■ What is expected
All lines from the one that mentions "Where can the window" through the last of the entries below must be copied exactly, with both ends kept.

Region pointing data
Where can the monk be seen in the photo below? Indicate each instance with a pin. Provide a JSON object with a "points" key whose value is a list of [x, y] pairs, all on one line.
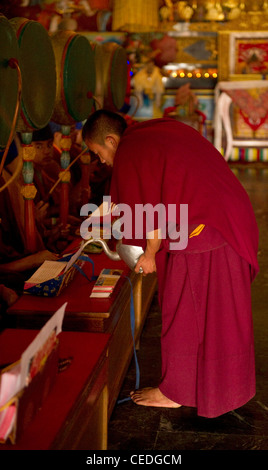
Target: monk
{"points": [[204, 285]]}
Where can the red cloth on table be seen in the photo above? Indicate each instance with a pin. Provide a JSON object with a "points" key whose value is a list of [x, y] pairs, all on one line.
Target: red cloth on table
{"points": [[164, 161]]}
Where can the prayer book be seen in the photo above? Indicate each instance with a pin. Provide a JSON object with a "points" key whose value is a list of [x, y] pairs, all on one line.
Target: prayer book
{"points": [[106, 282]]}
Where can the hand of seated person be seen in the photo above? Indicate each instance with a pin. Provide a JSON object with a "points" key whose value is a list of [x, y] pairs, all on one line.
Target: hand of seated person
{"points": [[41, 212], [7, 295]]}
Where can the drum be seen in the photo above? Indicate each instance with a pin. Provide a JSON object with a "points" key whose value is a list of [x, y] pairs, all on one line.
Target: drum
{"points": [[76, 77], [38, 70], [8, 79], [112, 74]]}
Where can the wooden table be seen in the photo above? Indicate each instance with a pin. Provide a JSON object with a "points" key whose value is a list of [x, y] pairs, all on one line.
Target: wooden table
{"points": [[74, 414], [110, 316]]}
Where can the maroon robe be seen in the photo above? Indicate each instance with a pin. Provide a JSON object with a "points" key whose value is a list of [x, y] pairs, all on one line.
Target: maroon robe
{"points": [[204, 289]]}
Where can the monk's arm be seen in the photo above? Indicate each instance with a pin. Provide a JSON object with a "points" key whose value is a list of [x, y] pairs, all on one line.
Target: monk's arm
{"points": [[147, 261]]}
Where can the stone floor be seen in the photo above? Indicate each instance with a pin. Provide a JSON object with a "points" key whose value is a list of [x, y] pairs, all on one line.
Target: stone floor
{"points": [[137, 428]]}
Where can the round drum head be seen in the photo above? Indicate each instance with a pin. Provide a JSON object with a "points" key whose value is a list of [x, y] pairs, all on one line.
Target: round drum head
{"points": [[118, 77], [38, 69], [76, 77], [8, 79]]}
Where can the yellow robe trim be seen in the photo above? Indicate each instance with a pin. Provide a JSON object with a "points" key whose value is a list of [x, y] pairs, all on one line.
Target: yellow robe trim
{"points": [[197, 231]]}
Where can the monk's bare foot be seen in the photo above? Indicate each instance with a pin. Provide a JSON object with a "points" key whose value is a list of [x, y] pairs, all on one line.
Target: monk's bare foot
{"points": [[152, 397]]}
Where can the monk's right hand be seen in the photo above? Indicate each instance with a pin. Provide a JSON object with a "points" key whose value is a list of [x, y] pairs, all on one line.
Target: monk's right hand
{"points": [[146, 263]]}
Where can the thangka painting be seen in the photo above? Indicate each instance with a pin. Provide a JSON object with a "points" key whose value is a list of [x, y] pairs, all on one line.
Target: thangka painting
{"points": [[251, 56]]}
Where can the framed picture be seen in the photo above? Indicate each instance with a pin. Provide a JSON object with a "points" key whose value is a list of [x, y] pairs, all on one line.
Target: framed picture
{"points": [[243, 55]]}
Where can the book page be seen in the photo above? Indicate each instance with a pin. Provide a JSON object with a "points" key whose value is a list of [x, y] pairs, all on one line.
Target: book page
{"points": [[48, 270]]}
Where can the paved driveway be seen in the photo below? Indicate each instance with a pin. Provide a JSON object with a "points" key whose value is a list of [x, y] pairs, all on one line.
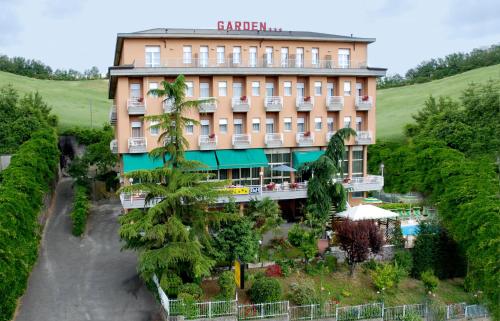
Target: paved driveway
{"points": [[85, 279]]}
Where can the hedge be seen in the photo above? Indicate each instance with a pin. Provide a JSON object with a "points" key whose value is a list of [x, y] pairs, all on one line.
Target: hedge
{"points": [[22, 186], [80, 211]]}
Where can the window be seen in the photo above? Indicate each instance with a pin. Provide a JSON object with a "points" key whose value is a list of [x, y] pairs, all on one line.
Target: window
{"points": [[152, 56], [154, 129], [189, 128], [330, 124], [359, 123], [317, 88], [238, 126], [187, 54], [237, 89], [330, 89], [236, 55], [204, 89], [300, 89], [222, 88], [220, 54], [269, 125], [256, 125], [255, 88], [299, 57], [317, 124], [284, 57], [315, 56], [252, 56], [347, 88], [344, 58], [301, 125], [189, 89], [269, 89], [223, 125], [269, 56], [288, 88], [347, 121], [205, 127], [288, 124], [204, 56], [357, 161]]}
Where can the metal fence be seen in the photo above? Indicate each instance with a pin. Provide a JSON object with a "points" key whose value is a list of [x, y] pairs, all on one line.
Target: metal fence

■ Answer for the task
Where can the window be seen in the photo above? Indicate each instance with a pin. Provide a JSON object with a "points" key whose value is a list of [x, y] pairs, all on one line.
Target: window
{"points": [[152, 56], [154, 129], [189, 128], [330, 124], [359, 123], [317, 88], [238, 126], [187, 54], [237, 89], [330, 89], [236, 55], [204, 89], [300, 89], [222, 88], [220, 54], [269, 125], [256, 125], [255, 88], [299, 57], [317, 124], [284, 57], [315, 56], [252, 56], [347, 88], [344, 58], [301, 125], [189, 89], [269, 89], [223, 125], [269, 56], [288, 88], [347, 121], [205, 127], [288, 124], [204, 56], [357, 161]]}
Where can the metal fence be seen in the photo above? Indicate each instance with a pin. Provide a JSON object with a "points" key whose value is a list of [x, y] pairs, all on one line.
Target: metal fence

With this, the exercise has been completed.